**TASK DIRECTIONS:** Repeat every line of the records below from the line with "striped towel --all-instances" to the line with "505), (5, 504)]]", both included, keeping the requests as they are. Scale each coordinate in the answers by 0.75 and round it to a whole number, with halves rounded up.

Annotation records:

:::

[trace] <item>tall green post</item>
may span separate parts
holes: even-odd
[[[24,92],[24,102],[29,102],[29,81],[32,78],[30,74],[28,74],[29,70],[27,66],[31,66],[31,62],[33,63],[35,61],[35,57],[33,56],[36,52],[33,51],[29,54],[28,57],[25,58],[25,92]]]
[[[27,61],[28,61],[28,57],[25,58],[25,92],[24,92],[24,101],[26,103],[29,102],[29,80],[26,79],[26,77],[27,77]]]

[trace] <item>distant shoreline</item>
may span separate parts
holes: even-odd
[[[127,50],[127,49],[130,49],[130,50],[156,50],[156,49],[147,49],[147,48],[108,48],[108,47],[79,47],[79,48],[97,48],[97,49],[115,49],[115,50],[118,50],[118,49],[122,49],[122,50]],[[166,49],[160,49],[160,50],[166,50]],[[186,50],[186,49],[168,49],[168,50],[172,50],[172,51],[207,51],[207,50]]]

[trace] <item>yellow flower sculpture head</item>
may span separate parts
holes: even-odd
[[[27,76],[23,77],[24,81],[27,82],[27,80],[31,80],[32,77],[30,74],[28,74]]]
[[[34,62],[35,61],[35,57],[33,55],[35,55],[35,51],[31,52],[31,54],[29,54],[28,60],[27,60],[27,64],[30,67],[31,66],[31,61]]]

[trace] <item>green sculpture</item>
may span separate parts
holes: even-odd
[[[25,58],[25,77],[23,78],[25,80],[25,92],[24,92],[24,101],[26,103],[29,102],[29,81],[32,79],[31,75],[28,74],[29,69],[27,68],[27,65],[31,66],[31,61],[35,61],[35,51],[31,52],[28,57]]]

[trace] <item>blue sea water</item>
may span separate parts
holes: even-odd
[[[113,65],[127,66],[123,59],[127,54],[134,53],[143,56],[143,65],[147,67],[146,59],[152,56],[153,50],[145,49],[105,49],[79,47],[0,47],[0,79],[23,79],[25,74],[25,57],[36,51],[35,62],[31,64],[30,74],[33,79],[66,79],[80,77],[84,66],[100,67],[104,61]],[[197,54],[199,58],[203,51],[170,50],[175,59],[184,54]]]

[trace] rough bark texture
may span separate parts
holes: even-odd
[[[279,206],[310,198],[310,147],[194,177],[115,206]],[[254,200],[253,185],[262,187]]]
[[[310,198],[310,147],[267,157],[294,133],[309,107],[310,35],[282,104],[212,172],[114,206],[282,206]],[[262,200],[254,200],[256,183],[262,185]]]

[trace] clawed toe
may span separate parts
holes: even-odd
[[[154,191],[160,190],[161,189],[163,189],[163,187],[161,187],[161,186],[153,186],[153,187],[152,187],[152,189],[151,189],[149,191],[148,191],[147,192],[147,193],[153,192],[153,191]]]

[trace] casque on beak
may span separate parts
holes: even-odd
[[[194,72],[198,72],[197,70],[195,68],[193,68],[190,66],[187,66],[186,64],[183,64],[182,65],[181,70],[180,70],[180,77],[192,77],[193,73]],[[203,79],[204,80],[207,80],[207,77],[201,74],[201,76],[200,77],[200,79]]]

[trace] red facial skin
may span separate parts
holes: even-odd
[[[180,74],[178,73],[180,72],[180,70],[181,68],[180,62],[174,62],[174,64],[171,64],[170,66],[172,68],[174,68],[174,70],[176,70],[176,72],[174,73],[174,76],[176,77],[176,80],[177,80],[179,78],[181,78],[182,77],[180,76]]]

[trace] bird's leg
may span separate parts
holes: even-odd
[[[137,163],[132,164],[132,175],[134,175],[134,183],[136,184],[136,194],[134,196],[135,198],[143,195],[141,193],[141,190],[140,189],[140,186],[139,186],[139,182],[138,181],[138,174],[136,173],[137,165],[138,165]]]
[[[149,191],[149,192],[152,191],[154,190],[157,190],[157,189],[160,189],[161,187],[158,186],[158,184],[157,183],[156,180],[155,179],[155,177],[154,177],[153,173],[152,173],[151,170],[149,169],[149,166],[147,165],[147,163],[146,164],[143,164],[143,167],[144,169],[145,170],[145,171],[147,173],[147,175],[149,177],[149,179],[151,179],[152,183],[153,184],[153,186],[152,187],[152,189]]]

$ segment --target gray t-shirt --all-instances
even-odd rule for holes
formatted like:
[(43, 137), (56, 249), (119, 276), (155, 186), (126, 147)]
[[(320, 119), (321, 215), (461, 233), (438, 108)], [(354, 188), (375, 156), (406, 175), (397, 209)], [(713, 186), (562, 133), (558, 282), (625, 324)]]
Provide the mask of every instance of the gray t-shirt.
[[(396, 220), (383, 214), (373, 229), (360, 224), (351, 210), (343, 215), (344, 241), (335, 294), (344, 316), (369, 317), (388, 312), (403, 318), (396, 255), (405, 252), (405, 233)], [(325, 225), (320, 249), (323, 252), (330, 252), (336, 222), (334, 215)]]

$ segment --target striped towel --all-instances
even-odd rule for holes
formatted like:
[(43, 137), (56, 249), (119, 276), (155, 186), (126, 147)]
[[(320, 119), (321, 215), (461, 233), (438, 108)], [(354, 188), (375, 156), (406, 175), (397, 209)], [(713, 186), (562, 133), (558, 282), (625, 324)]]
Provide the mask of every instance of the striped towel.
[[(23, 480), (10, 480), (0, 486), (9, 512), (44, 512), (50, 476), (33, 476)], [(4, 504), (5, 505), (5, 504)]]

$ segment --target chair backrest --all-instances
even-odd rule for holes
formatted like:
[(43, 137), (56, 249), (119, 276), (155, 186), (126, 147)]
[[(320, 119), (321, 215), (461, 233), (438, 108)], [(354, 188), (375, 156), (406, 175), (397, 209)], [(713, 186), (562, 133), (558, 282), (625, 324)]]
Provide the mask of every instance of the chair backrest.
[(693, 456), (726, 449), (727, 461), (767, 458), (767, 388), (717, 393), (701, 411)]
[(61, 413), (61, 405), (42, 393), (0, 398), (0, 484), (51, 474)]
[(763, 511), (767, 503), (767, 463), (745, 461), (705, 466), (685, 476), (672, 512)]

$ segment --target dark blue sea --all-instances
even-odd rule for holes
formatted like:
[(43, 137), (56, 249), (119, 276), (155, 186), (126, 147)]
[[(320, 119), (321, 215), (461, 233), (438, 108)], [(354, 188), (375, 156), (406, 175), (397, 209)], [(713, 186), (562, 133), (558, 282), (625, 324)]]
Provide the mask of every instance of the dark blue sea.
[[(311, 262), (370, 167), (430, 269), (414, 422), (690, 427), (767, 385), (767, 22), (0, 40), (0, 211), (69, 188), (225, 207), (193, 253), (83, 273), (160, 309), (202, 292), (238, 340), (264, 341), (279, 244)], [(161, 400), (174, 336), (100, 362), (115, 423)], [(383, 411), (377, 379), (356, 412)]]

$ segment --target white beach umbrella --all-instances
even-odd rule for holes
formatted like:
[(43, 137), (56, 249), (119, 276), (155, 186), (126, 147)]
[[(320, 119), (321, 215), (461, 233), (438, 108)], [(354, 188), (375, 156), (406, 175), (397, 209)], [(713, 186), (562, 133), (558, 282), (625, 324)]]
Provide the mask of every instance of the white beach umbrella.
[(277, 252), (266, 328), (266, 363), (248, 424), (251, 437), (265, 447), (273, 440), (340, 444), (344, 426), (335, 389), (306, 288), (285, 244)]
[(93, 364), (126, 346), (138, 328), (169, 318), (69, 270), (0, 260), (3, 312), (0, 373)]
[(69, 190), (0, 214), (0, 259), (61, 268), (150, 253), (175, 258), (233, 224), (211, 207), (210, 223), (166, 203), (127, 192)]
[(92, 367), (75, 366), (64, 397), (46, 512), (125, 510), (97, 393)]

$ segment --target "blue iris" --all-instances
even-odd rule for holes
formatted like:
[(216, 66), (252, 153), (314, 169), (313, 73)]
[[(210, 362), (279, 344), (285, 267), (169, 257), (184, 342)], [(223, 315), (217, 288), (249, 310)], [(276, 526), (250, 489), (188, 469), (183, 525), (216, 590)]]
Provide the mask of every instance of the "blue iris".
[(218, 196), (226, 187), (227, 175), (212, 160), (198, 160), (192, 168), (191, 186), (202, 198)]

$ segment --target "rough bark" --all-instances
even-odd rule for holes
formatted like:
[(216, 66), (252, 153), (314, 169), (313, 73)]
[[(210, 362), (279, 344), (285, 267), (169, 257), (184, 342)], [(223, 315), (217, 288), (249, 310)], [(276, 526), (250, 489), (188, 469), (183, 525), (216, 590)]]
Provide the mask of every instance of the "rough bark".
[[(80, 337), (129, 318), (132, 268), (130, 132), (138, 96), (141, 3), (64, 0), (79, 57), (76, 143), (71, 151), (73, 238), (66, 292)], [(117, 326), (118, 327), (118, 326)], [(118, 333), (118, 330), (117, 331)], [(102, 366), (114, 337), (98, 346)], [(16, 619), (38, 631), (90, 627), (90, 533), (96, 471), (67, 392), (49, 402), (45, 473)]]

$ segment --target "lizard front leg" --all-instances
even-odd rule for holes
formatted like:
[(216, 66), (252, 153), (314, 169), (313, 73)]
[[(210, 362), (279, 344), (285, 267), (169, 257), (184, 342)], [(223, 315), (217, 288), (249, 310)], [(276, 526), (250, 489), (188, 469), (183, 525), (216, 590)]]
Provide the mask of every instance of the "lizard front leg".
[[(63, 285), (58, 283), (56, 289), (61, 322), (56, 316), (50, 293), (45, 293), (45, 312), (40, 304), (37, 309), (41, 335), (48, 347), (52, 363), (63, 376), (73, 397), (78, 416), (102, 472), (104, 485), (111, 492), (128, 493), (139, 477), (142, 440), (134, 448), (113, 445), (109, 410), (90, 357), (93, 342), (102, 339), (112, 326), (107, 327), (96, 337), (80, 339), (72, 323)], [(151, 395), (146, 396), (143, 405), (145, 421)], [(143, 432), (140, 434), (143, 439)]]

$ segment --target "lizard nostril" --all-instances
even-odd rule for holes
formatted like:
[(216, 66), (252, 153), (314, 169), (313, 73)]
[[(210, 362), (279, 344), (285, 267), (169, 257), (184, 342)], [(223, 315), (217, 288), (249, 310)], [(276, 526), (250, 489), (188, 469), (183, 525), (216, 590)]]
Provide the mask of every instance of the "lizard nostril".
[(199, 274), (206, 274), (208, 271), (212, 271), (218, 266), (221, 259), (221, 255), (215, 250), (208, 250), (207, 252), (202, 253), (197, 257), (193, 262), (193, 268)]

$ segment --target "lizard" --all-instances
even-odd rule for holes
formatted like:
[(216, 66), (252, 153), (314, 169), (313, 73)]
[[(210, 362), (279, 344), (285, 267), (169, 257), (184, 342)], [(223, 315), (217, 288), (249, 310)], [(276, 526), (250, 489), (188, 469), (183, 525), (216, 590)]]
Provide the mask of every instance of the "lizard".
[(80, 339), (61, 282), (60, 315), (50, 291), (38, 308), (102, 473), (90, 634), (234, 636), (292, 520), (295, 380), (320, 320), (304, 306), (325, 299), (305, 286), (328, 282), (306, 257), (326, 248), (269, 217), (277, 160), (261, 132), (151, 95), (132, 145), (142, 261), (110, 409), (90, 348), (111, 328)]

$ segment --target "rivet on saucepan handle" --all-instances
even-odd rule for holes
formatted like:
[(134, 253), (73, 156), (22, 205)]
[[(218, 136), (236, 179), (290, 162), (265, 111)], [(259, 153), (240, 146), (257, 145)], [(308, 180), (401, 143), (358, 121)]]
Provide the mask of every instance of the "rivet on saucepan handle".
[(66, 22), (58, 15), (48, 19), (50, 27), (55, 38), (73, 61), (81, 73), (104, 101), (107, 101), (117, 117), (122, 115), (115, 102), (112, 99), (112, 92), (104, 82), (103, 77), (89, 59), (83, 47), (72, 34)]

:::

**ANSWER IN FULL:**
$ segment --target striped towel --all-instances
even-odd rule for holes
formatted like:
[(43, 137), (56, 249), (119, 276), (155, 186), (126, 147)]
[[(320, 119), (321, 215), (461, 233), (438, 108)], [(354, 188), (375, 156), (406, 175), (397, 209)], [(713, 186), (562, 133), (558, 282), (625, 324)]]
Provide the mask of every instance of the striped towel.
[[(17, 360), (8, 360), (0, 365), (7, 384), (33, 384), (38, 357), (25, 357)], [(3, 378), (4, 379), (4, 378)]]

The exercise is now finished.